■ What is expected ■
Output all entries exactly; images excluded.

■ Data records ■
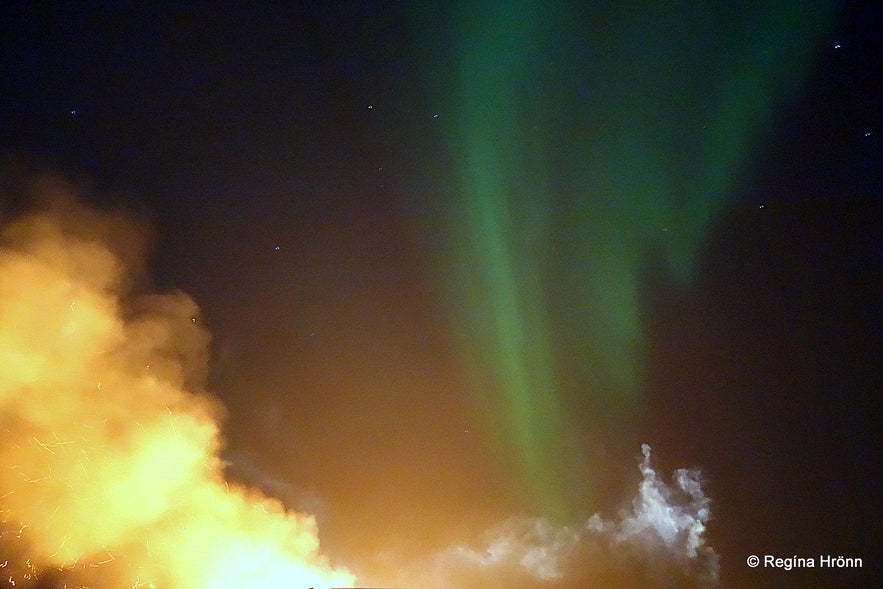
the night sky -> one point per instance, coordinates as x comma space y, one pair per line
459, 262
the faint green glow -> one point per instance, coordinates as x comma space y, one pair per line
584, 138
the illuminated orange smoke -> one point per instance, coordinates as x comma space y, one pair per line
109, 468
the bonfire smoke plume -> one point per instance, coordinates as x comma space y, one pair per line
110, 474
657, 542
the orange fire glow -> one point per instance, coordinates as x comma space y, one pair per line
110, 473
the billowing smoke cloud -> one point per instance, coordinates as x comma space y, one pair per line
109, 449
657, 542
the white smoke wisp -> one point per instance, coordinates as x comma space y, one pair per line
110, 473
659, 541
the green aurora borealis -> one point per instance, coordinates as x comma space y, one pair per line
587, 139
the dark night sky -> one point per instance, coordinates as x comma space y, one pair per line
288, 157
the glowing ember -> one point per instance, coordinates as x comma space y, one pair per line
109, 468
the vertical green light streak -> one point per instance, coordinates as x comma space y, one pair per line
582, 137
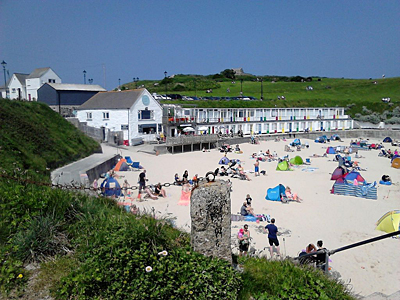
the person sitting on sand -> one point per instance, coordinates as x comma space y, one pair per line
134, 209
247, 210
292, 196
159, 191
223, 172
242, 173
178, 181
386, 178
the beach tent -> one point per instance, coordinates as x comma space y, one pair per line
320, 139
283, 166
394, 157
274, 194
387, 140
346, 188
296, 142
224, 161
338, 173
389, 222
296, 160
330, 150
396, 163
111, 187
121, 165
354, 175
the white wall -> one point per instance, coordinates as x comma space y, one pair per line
14, 84
118, 117
33, 84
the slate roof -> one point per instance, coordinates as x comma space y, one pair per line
77, 87
112, 100
37, 73
21, 77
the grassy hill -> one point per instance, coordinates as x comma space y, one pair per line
33, 137
83, 247
351, 93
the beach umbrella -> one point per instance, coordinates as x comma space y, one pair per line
188, 129
389, 222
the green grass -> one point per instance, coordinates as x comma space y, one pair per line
326, 92
89, 248
33, 137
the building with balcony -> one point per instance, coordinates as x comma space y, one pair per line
255, 120
134, 112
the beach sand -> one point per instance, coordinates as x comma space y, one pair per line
337, 220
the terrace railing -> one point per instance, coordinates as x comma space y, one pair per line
191, 139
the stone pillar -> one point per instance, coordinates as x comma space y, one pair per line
210, 211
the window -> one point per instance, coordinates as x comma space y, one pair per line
145, 114
147, 128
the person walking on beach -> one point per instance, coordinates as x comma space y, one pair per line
142, 180
321, 263
272, 237
244, 240
257, 168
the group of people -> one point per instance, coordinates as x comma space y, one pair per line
185, 179
244, 239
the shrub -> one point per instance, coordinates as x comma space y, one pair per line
114, 266
42, 238
266, 280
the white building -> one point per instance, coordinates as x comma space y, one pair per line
256, 120
17, 86
36, 79
134, 112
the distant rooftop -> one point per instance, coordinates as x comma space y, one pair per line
77, 87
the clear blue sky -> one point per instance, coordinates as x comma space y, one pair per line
351, 39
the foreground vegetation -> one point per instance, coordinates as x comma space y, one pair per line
89, 248
363, 96
34, 137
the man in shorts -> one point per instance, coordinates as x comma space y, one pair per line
272, 237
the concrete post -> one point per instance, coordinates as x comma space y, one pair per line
210, 211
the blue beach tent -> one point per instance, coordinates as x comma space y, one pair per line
224, 161
274, 194
111, 187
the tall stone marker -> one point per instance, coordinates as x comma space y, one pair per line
210, 211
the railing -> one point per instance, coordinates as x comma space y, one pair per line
191, 139
331, 252
199, 120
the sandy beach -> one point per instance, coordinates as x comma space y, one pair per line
337, 220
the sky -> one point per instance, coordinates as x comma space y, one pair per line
115, 40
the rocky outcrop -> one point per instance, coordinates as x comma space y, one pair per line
210, 210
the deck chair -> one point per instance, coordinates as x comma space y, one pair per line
135, 166
128, 160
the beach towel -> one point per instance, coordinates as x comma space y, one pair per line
185, 198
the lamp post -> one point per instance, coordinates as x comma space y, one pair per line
4, 64
135, 80
165, 77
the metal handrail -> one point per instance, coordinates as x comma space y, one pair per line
331, 252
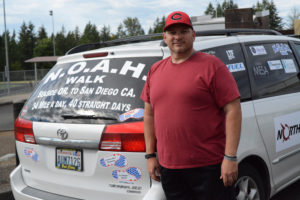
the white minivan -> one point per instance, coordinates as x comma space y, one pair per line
80, 134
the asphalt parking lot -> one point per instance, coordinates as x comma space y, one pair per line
8, 160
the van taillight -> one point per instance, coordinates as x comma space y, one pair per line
123, 137
24, 131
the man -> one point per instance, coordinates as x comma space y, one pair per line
192, 117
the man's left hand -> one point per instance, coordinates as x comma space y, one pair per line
229, 172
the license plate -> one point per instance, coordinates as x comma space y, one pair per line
70, 159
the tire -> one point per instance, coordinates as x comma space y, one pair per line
250, 184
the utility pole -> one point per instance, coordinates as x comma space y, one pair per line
51, 14
6, 52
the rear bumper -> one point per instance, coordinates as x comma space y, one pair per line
23, 192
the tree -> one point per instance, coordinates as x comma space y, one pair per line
2, 53
90, 34
228, 5
210, 10
219, 11
275, 20
105, 34
294, 14
44, 47
73, 38
133, 27
60, 40
42, 33
27, 42
158, 25
14, 53
120, 32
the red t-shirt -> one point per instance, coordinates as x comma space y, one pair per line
187, 101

■ Solution for this exercise ■
the night sky -> one point per instance, coordinates as x comma space y, one pair per line
459, 262
the faint green glow -> one point per instance, coordinates as x comma space y, one pair per line
584, 138
the illuminated orange smoke -> one point per instance, coordinates as x comma space y, one pair per line
109, 468
the bonfire smoke plume -> one point per instance, coordinates as x comma space y, one pair per line
110, 474
657, 542
the orange fire glow -> one point per instance, coordinates as x comma space y, one pair per line
110, 473
the billowing smoke cloud -> one point per instance, coordinates as x comma space y, one pair per line
109, 449
657, 542
the white smoke wisp -> one point per instance, coordinates as x comma space y, one pair per line
110, 473
659, 541
the green aurora borealis -> one point per instance, coordinates as x comma space y, one pair per line
587, 139
the dark night sky -> one point per instance, coordinates as x comma space y, one pair per line
288, 157
the glowing ember -> one point per instance, coordinates as x comma space y, one pair per line
109, 468
the vertical green light streak -> one point per instance, coordinates as x comma space y, one pair per line
582, 137
the person sitting on sand -> one point per instance, coordinates as x comma space y, one pair per line
134, 209
247, 210
292, 196
159, 191
223, 172
242, 173
178, 181
386, 178
the beach tent -> one point per instance, coordinates as x comma space y, one pair per line
320, 139
283, 166
394, 157
274, 194
387, 140
346, 188
296, 142
224, 161
338, 173
389, 222
296, 160
330, 150
396, 163
111, 187
121, 165
354, 175
the white wall -> one point per instance, coordinates as x comma space y, one pair per line
14, 84
118, 117
33, 84
the slate roof -> one point per instance, coordinates as x comma space y, one pair per line
77, 87
112, 100
37, 73
21, 77
the grassy hill -> one point per instance, coordinates as x comma space y, one pair per line
33, 137
83, 247
351, 93
the beach umbrella -> one point per instance, coordinates as x comma space y, one pair per line
188, 129
389, 222
the green grass -> one point per instance, coordinates as x comma space y, one pair per line
326, 92
89, 248
33, 137
the building with balcony -> one point per instance, coordinates as x comma space y, one pair per line
255, 120
134, 112
the beach sand -> one point per instance, coordinates as x comma space y, one pair per line
337, 220
the terrace railing -> one point per instance, coordinates as x comma space y, one pair per line
191, 139
the stone pillar -> one point per instance, coordinates as x comma space y, one pair per line
210, 211
the window -> one point per instance, coordinates as x comma space y, one pair per line
145, 114
147, 128
the person walking on beach -> one point per instance, coordinates as x comma space y, one pair per line
142, 180
321, 263
272, 237
244, 240
257, 168
the group of people -> one point per instance, coordinates as x comma space y, one pair per line
185, 179
244, 239
the shrub -> one point per instance, coordinates as x comma space y, one pair per line
114, 266
42, 238
266, 280
the white building -> one point per instance, coordinates as x comma space y, one pair per line
256, 120
17, 86
36, 79
134, 112
the distant rooftop -> one point per instance, coordinates as x comma space y, one pair per line
77, 87
the clear blue sky -> one point per instance, coordinates as x comma space y, one pair per line
351, 39
the foreground vegetation -> one point per instance, coordinates as x comma space y, one pair per line
89, 248
363, 96
34, 137
the man in shorts -> one point per instance, coordinates as x comma space y, one pair per line
272, 237
the concrete post -> one point per instance, coordinates as x comma space y, one pair per line
210, 211
the blue beach tent -> one point per instance, coordinates as x comma space y, one pair per line
224, 161
274, 194
111, 187
the tall stone marker -> one point per instance, coordinates as x comma space y, one pair per line
210, 211
the railing -> one point per instance, coordinates as x comma space y, one pair per line
191, 139
331, 252
199, 120
the sandy beach -> one point per instance, coordinates as x comma space y, one pair per line
337, 220
the sky -> one point per instance, coordinates as x comma space y, one pair per line
115, 40
the rocky outcrop -> one point per instance, coordinates as x comma space y, one pair per line
210, 210
the deck chair -> one point per instance, coordinates as x comma space y, one pair per line
135, 166
128, 160
the beach towel -> one point per instance, coordinates as x comma space y, one pair per line
185, 198
the lamp post -> one point per instance, coordinates as x comma space y, one pair per line
4, 64
135, 80
165, 77
the metal handrail -> one point per instance, coordinates as x comma space y, one pair per line
331, 252
the white minivan -> one point per instance, coordinates as x comma space y, one pair per line
80, 134
the asphalt parking lot -> one point per instance, coordinates as x comma space y, one pair per line
8, 160
the van taillight -> one point per instance, coordinates as x comma space y, one pair per line
123, 137
24, 131
the man -> one point per instance, coordinates as x comma space y, one pair per line
192, 117
the man's left hand -> one point per instance, coordinates as x comma space y, one pair per line
229, 172
the license plate -> one point per instance, coordinates as x comma space y, one pair per line
70, 159
the tire -> one point per instance, coordinates as x comma space y, one pair per line
250, 184
the utility pole -> one point per instance, coordinates as x comma space y, one pair per line
51, 14
6, 52
the rear bumper -> one point per instance, coordinates as x comma space y, one pair per line
23, 192
the tree -> one point per instance, coordinates as x comma space y, one pair per line
2, 53
90, 34
228, 5
210, 10
219, 11
275, 20
105, 34
294, 14
44, 47
73, 38
133, 27
60, 40
42, 33
27, 42
158, 25
14, 53
120, 32
the red t-shirt -> one point per instance, coordinates as x comma space y, one pair per line
187, 101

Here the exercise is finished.